**What is required**
Copy out every line of the records below that contains the word "green".

++++ Provided records

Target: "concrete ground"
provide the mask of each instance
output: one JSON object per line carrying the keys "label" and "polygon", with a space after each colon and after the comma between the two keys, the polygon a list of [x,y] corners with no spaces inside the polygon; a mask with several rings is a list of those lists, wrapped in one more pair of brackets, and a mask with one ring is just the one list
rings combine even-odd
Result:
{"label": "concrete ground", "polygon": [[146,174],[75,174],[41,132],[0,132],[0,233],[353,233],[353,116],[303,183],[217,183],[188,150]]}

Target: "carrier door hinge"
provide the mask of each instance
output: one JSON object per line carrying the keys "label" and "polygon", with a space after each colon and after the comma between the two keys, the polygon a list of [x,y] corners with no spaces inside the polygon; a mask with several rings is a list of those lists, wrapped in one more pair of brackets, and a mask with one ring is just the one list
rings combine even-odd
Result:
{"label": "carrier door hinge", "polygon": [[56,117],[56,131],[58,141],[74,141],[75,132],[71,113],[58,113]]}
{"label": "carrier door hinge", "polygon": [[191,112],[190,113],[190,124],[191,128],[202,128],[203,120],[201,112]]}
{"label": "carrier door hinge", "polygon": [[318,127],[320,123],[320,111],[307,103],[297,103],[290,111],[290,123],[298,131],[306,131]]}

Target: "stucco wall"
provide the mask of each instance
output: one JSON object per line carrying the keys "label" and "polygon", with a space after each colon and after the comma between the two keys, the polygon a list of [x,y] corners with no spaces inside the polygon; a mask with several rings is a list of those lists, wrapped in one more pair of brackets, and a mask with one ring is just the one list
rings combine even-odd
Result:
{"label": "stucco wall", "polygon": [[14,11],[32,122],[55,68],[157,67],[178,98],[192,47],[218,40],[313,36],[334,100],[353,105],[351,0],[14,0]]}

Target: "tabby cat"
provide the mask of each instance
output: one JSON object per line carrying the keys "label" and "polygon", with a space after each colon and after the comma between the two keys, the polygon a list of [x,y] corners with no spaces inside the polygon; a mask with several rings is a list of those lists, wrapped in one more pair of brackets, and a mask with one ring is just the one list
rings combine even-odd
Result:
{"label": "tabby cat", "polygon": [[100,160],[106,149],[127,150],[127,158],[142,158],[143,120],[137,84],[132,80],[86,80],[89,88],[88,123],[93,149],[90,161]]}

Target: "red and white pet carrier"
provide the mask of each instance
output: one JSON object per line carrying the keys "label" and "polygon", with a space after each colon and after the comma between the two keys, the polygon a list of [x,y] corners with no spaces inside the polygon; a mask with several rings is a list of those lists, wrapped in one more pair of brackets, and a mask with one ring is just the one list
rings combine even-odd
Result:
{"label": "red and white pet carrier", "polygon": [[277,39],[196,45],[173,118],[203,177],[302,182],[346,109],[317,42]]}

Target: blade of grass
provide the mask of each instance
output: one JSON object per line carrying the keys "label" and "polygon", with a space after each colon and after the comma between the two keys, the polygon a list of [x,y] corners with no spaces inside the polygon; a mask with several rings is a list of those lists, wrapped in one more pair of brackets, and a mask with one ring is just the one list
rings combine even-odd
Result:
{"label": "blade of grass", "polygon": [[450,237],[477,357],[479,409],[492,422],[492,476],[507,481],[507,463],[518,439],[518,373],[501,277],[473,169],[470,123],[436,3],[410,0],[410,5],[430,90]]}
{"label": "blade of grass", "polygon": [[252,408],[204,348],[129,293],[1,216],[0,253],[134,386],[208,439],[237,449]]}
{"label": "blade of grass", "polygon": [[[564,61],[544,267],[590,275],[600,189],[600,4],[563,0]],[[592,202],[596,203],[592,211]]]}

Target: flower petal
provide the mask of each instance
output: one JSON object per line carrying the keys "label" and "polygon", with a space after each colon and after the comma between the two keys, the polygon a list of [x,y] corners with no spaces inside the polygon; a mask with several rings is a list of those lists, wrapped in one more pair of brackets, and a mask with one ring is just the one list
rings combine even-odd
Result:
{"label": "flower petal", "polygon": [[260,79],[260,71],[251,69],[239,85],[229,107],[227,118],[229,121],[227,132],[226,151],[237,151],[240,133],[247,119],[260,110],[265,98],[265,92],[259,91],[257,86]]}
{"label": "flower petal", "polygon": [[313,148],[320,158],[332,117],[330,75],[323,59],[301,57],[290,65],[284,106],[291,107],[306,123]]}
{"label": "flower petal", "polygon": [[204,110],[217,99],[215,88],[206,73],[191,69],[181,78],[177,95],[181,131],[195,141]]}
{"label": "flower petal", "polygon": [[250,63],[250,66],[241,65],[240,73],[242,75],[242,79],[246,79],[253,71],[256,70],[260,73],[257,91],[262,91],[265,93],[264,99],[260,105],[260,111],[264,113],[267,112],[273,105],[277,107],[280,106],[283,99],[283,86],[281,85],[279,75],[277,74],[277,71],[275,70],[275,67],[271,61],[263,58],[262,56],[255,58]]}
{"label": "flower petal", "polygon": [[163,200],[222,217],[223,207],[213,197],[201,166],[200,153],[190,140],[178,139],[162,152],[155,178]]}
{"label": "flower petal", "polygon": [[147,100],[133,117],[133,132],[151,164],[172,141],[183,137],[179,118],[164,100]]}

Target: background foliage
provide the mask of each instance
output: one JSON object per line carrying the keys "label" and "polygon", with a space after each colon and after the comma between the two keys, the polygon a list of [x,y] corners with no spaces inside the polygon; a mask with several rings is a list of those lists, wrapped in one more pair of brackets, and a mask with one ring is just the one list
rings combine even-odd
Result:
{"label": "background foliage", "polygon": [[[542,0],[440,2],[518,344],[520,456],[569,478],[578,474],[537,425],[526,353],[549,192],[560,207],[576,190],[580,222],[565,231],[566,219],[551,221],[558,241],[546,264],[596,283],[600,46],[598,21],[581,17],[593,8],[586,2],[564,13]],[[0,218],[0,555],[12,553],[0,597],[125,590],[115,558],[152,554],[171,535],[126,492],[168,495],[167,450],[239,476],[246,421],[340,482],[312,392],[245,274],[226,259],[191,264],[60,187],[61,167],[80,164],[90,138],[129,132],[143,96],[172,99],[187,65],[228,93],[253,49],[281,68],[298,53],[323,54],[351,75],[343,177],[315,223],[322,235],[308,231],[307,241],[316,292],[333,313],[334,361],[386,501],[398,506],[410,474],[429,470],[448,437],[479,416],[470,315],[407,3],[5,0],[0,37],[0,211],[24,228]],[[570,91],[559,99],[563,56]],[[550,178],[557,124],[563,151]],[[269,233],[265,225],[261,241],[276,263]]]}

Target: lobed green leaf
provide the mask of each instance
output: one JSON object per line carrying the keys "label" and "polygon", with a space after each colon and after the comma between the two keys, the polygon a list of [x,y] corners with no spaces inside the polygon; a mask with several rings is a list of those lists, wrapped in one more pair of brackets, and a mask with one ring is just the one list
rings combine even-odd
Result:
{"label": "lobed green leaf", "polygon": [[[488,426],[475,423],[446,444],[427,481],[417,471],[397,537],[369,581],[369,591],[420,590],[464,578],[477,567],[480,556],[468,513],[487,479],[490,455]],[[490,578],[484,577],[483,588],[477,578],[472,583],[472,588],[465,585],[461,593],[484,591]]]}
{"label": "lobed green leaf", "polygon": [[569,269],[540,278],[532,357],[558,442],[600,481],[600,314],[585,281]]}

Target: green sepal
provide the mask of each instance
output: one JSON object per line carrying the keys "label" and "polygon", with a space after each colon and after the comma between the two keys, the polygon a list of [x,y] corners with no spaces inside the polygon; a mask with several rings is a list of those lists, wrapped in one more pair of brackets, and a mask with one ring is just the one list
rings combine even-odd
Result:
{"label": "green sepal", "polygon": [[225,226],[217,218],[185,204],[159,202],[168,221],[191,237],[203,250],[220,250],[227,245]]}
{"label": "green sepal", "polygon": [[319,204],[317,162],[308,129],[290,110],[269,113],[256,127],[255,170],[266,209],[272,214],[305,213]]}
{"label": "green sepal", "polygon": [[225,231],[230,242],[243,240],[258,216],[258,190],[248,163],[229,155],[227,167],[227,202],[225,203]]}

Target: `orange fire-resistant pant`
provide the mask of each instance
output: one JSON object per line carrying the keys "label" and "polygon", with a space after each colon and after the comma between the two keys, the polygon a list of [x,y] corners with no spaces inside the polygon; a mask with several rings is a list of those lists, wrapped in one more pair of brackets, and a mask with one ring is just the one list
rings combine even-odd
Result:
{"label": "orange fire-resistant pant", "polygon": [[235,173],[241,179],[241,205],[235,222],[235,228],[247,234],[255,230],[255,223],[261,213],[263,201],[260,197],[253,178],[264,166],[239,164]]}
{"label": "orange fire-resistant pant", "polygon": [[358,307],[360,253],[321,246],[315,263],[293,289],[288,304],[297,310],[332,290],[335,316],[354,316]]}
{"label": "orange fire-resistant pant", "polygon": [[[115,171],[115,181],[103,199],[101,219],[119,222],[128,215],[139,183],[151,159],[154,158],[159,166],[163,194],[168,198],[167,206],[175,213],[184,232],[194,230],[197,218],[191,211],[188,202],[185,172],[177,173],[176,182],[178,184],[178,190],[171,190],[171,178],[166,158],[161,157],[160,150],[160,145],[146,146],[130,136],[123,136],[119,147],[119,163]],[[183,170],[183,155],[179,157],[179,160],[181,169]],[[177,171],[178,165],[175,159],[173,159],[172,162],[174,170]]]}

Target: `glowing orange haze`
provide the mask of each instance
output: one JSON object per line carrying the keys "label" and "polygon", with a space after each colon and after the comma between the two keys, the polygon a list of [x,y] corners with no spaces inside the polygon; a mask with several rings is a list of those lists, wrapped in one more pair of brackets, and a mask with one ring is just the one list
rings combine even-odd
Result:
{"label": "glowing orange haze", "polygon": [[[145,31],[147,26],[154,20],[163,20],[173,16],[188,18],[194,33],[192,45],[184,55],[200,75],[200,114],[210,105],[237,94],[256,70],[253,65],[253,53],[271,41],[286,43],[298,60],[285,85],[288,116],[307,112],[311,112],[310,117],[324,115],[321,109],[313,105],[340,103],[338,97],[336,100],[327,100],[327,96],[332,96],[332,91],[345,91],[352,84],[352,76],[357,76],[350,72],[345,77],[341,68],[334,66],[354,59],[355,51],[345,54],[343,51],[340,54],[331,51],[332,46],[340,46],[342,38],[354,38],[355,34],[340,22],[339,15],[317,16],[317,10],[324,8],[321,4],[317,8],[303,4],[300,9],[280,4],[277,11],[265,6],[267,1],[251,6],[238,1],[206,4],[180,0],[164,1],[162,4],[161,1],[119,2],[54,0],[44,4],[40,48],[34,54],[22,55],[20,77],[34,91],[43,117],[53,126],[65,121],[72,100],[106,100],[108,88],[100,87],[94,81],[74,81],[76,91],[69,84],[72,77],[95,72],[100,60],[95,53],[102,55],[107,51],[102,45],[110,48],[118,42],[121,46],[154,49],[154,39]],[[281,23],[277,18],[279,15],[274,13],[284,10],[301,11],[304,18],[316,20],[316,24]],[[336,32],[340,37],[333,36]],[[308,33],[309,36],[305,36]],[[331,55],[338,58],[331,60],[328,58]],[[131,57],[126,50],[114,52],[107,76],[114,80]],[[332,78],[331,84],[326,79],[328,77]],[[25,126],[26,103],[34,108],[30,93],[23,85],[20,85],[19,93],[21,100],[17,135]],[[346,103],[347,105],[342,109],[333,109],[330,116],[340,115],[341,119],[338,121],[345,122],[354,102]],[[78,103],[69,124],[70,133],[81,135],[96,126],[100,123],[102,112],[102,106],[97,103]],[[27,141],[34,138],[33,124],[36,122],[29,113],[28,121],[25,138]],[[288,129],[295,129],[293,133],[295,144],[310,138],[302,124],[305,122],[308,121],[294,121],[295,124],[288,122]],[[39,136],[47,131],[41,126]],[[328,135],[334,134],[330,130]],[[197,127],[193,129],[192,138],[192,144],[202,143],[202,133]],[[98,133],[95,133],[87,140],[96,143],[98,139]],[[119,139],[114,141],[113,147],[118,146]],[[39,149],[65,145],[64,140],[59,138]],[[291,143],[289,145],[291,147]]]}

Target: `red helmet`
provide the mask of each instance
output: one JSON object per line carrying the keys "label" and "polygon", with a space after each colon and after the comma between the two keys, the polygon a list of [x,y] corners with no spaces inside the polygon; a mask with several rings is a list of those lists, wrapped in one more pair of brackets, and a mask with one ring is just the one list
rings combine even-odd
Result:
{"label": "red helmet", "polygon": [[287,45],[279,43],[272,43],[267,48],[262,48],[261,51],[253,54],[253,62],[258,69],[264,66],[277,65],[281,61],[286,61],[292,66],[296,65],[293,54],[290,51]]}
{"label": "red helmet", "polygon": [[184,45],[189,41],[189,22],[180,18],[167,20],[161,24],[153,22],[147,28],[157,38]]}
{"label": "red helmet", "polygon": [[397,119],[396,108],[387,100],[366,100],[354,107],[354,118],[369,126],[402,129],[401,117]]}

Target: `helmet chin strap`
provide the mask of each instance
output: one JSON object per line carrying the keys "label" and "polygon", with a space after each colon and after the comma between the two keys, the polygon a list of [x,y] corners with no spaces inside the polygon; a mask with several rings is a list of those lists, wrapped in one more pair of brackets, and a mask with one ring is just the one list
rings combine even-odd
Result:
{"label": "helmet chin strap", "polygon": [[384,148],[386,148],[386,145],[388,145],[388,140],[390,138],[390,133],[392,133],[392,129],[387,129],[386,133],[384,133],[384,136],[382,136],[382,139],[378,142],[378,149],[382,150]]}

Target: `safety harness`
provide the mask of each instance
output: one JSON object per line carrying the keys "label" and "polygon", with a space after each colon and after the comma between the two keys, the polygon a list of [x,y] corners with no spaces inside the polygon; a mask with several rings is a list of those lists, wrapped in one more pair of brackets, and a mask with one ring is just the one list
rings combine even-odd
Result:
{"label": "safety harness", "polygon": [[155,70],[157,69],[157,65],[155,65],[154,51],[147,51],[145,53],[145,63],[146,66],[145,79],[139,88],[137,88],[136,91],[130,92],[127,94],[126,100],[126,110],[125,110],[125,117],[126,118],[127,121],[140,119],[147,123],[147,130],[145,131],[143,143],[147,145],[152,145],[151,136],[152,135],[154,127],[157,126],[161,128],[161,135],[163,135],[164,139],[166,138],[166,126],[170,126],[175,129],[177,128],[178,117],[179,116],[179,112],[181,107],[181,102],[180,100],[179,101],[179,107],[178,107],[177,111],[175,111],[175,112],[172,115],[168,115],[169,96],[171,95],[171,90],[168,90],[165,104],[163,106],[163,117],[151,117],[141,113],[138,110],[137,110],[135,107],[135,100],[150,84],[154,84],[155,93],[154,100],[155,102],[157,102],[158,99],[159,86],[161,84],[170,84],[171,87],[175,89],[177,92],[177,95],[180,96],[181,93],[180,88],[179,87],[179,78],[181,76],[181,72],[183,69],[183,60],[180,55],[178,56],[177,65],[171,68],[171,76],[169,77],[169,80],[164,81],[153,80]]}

++++++++

**Answer to this task**
Target: lobed green leaf
{"label": "lobed green leaf", "polygon": [[[488,426],[475,423],[446,444],[427,481],[417,471],[397,537],[369,581],[369,591],[420,590],[464,578],[477,567],[480,556],[468,513],[487,479],[490,455]],[[490,578],[484,577],[483,588],[477,578],[472,583],[472,588],[465,585],[461,593],[484,591]]]}
{"label": "lobed green leaf", "polygon": [[569,269],[540,278],[532,357],[558,442],[600,481],[600,314],[585,281]]}
Target: green sepal
{"label": "green sepal", "polygon": [[225,226],[217,218],[185,204],[159,202],[168,221],[191,237],[203,250],[220,250],[227,245]]}
{"label": "green sepal", "polygon": [[319,204],[317,162],[308,129],[290,110],[269,113],[256,127],[255,170],[266,209],[272,214],[305,213]]}
{"label": "green sepal", "polygon": [[225,231],[230,242],[243,240],[258,216],[258,190],[248,163],[229,155],[227,167],[227,202],[225,203]]}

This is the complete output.